Render the items below as a numbered list with no blank lines between entries, and leave the picture out.

==============================

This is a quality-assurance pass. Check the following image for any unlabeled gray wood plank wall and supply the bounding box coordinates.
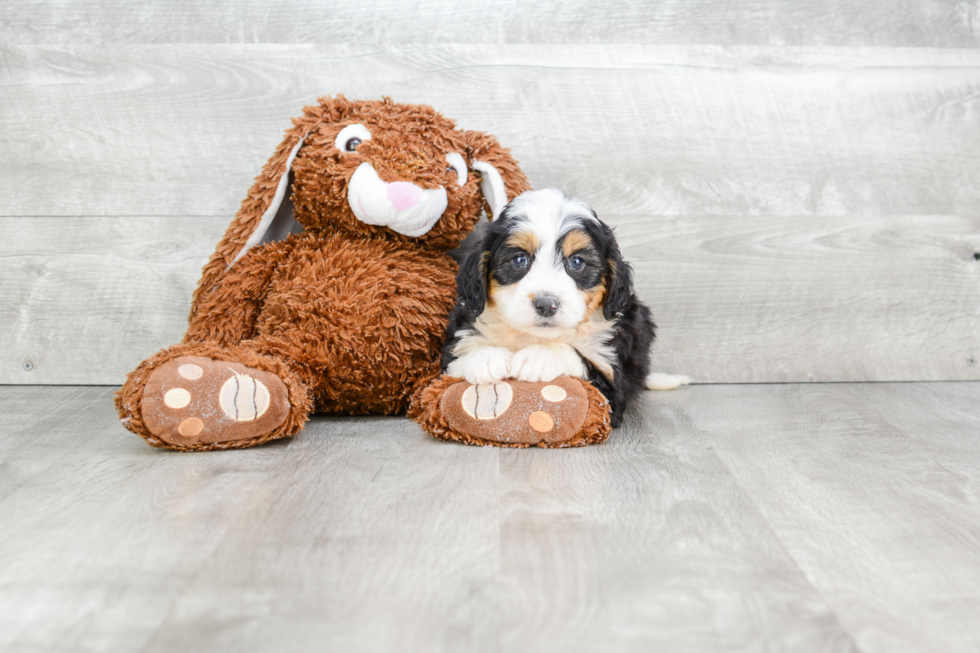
[0,5,980,384]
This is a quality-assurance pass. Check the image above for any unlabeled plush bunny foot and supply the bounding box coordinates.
[142,356,289,448]
[409,376,611,447]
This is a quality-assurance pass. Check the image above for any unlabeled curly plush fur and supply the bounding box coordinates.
[115,97,529,450]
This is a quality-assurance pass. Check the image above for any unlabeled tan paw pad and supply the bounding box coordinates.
[527,410,555,433]
[541,385,568,404]
[177,363,204,381]
[440,377,589,446]
[177,417,204,438]
[142,356,290,446]
[163,388,191,409]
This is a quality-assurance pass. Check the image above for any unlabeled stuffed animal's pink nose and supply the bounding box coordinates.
[388,181,423,212]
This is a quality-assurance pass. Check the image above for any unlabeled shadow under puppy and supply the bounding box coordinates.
[442,189,687,427]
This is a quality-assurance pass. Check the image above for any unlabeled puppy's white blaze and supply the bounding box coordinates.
[503,188,596,338]
[646,372,692,390]
[347,162,449,238]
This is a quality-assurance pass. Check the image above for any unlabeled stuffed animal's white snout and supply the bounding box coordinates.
[347,162,448,238]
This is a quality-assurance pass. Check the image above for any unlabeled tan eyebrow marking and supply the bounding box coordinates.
[561,229,592,257]
[507,231,540,254]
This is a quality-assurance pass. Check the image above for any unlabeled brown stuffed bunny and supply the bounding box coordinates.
[116,96,529,451]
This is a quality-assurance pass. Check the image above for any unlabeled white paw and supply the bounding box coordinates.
[446,347,514,385]
[510,345,566,381]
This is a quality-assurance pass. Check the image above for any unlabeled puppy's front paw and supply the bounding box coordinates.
[510,345,566,382]
[446,347,514,385]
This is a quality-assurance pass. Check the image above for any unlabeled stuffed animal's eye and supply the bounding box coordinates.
[333,123,371,152]
[446,152,466,186]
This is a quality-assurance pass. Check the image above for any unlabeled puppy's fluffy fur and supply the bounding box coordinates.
[442,189,688,427]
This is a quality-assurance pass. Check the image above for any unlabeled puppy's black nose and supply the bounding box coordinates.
[534,295,561,317]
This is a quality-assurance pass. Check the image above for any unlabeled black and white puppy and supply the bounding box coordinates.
[442,189,688,427]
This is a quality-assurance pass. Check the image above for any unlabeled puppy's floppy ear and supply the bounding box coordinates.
[456,247,490,317]
[463,131,531,220]
[191,103,334,318]
[602,224,633,320]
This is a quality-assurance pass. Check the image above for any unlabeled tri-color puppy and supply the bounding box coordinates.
[442,188,688,427]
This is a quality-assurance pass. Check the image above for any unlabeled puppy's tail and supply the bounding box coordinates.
[647,372,692,390]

==============================

→ FINISHED EXERCISE
1. This is a quality-assurance pass. Check the following image for any unlabeled gray wood plank wall and supply the bounding box coordinates.
2. [0,5,980,384]
3. This is a quality-assurance pass. Check the image above for any unlabeled plush bunny foot and supply the bounding box coordinates.
4. [142,356,289,448]
5. [409,376,611,447]
6. This is a quality-assurance pass. Check the image above for any unlabeled curly plush fur and supply the bounding box coordinates.
7. [115,97,529,450]
8. This is a quality-assurance pass. Check the image above for any unlabeled tan paw pad and supply the bounding box coordinates.
9. [527,410,555,433]
10. [541,385,568,404]
11. [177,363,204,381]
12. [440,377,589,446]
13. [177,417,204,438]
14. [142,356,290,446]
15. [163,388,191,409]
16. This is a quality-assurance pass. Check the image above for any unlabeled stuffed animal's pink nose and supply the bounding box coordinates.
17. [388,181,423,212]
18. This is a quality-assurance pass. Check the image above for any unlabeled shadow under puppy and supply the bounding box coordinates.
19. [442,189,687,427]
20. This is a quality-assurance pass. Check the image above for any unlabeled puppy's white blaze and supply the bounding box coordinates.
21. [503,188,596,338]
22. [646,372,692,390]
23. [347,162,449,238]
24. This is a quality-assurance pass. Check the image above for any unlabeled stuffed animal's white snout and supply the bounding box coordinates.
25. [347,162,448,238]
26. This is a quality-assurance pass. Check the image above for any unlabeled tan eyebrow marking and supply the bounding box coordinates.
27. [561,229,592,257]
28. [507,231,540,254]
29. This is a quality-assurance pass. Check the image above for any unlabeled brown stuffed bunny and supply the bounding box coordinates.
30. [116,96,529,451]
31. This is a quality-assurance pass. Check the image above for any unlabeled white paw and supply the bounding box coordinates.
32. [446,347,514,385]
33. [510,345,566,381]
34. This is a quality-assurance pass. Check the image above for any unlabeled puppy's front paw and supply the bounding box coordinates.
35. [510,345,566,382]
36. [446,347,514,385]
37. This is a quality-assurance pass. Check the image above for any unlabeled stuffed animal's eye and supply the bounding box coordinates.
38. [333,123,371,152]
39. [446,152,466,186]
40. This is a quality-assurance pass. Check the image above for any unlabeled puppy's fluffy fur and supply the bounding box coordinates.
41. [442,189,688,427]
42. This is a quality-assurance pass. Check the image above for any unlabeled puppy's black nose and supply the bounding box coordinates.
43. [534,295,561,317]
44. This is a quality-assurance pass. Check the image above for any unlabeled black and white puppy and supply the bounding box coordinates.
45. [442,189,688,427]
46. This is a quality-assurance pass. Check the image above for any unlabeled puppy's floppy ear and supply the bounding box coordinates.
47. [456,247,490,317]
48. [463,131,531,220]
49. [191,103,334,318]
50. [602,224,633,320]
51. This is a quality-assurance pass. Check the image above for any unlabeled tri-color puppy and supply the bounding box coordinates.
52. [442,188,688,427]
53. This is a quality-assurance pass. Check the image above for any unlabeled puppy's tail and supply the bounding box coordinates.
54. [647,372,692,390]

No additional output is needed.